══ DATA FOR THIS EXERCISE

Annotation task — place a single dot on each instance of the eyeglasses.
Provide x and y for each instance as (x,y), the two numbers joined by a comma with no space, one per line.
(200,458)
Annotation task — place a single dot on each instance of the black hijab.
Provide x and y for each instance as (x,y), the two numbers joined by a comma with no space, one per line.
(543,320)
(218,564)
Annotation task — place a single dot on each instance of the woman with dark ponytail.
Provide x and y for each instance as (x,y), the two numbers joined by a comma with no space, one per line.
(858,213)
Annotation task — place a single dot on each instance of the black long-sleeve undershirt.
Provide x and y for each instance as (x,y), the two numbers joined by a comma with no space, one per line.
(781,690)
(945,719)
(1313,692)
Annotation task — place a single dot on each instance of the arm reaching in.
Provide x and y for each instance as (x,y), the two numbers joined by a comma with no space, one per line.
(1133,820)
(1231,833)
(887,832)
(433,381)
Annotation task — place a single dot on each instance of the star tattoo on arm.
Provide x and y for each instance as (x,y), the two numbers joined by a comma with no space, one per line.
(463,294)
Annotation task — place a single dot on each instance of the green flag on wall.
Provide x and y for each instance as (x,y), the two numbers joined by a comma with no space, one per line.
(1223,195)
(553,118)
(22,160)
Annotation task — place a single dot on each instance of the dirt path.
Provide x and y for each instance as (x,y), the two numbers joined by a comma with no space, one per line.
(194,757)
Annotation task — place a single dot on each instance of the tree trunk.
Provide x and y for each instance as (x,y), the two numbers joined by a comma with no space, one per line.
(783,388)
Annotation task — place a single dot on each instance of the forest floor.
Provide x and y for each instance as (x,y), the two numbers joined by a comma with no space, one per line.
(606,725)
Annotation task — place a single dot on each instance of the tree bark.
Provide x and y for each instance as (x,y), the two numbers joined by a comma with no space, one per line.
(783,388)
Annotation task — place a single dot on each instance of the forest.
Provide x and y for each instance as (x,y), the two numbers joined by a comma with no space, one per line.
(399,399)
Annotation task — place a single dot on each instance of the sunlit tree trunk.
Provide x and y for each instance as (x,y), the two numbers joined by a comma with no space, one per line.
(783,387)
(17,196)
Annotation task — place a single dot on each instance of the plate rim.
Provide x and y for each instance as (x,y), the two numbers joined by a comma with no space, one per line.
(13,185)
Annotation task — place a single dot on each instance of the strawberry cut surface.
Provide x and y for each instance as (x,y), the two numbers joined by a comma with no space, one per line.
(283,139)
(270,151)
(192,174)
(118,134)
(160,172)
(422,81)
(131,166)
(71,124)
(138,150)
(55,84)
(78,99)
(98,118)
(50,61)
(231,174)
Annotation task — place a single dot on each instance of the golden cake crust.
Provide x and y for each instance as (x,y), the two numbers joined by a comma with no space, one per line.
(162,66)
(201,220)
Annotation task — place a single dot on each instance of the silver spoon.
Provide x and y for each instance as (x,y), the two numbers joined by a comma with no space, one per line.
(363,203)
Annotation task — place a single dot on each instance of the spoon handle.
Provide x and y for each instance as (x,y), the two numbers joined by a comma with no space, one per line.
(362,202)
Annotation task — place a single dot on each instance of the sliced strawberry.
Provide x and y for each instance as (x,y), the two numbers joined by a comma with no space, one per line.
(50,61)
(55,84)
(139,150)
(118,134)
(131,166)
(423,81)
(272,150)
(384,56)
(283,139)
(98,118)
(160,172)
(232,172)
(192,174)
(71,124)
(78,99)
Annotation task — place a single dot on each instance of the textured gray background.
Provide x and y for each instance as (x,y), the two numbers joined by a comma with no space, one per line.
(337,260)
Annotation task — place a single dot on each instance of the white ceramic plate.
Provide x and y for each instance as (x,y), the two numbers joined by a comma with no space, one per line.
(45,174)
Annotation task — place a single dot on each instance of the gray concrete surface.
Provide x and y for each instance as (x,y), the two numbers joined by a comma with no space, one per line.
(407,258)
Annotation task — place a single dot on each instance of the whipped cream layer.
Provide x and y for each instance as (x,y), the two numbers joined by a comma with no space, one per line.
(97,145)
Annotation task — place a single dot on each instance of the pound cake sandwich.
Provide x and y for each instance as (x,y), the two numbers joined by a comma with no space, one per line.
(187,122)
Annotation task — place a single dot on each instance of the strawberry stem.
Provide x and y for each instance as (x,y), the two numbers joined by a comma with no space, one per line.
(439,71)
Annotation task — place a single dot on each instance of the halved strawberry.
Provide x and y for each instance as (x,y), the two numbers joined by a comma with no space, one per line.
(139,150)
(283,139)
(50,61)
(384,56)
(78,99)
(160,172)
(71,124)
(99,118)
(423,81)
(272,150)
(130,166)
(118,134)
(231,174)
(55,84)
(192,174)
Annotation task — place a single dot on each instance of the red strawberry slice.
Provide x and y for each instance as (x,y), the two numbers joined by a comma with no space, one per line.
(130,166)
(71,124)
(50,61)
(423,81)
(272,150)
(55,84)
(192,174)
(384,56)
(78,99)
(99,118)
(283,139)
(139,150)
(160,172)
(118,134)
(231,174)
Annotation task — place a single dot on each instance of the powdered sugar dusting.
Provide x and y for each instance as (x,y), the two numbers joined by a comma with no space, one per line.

════

◆ **EXERCISE AIM**:
Can you copy out, word for word, the lines of the records from the one containing "white ceramic plate." through the end of the records, with both ends included?

◆ **OUTPUT**:
Annotation task — place a single dot on each instance of the white ceramic plate.
Provide x and y for each instance as (x,y), the two numbers joined by a comma with no space, one per line.
(45,174)
Annotation task — place a single dot on each instance of the gray concrete surface.
Provide x and y for each instance as (x,y), the two numbers joined by a comma with no space, one per line.
(407,258)
Annotation task — place a single dot on each instance of the whipped cream layer.
Provide x and y for each instance as (x,y), the two numbers joined by a comma with no space, one per line.
(97,145)
Annotation task — place a single dot on each instance of the pound cake sandwich.
Provide x and y for each instance as (x,y), the two numbers joined by a comma with no space, one per line.
(187,122)
Annotation task — place a single dot on each instance of the strawberry stem.
Provide x and y for each instance as (x,y), the two numbers joined by a comma with no space, one per line.
(439,71)
Annotation task — place a single dot on each instance of the halved strawberry.
Provide x and y for each instance as (x,y), the two numbers joined by a comma with no space, one per line.
(139,150)
(283,139)
(50,61)
(384,56)
(78,99)
(160,172)
(71,124)
(99,118)
(423,81)
(272,150)
(130,166)
(118,134)
(231,174)
(55,84)
(192,174)
Annotation task — place a single dot on each instance of the red strawberry slice.
Provide x and y for each instance as (x,y), the two numbers joined by a comma with no space, one per line.
(130,166)
(71,124)
(50,61)
(423,81)
(272,150)
(55,84)
(192,174)
(384,56)
(78,99)
(99,118)
(283,139)
(139,150)
(160,172)
(118,134)
(231,174)
Annotation task — place a single dot on each instance of the powdered sugar dusting.
Provide x and y for each instance as (x,y), the two numbers joined by a comma with no space, one per line.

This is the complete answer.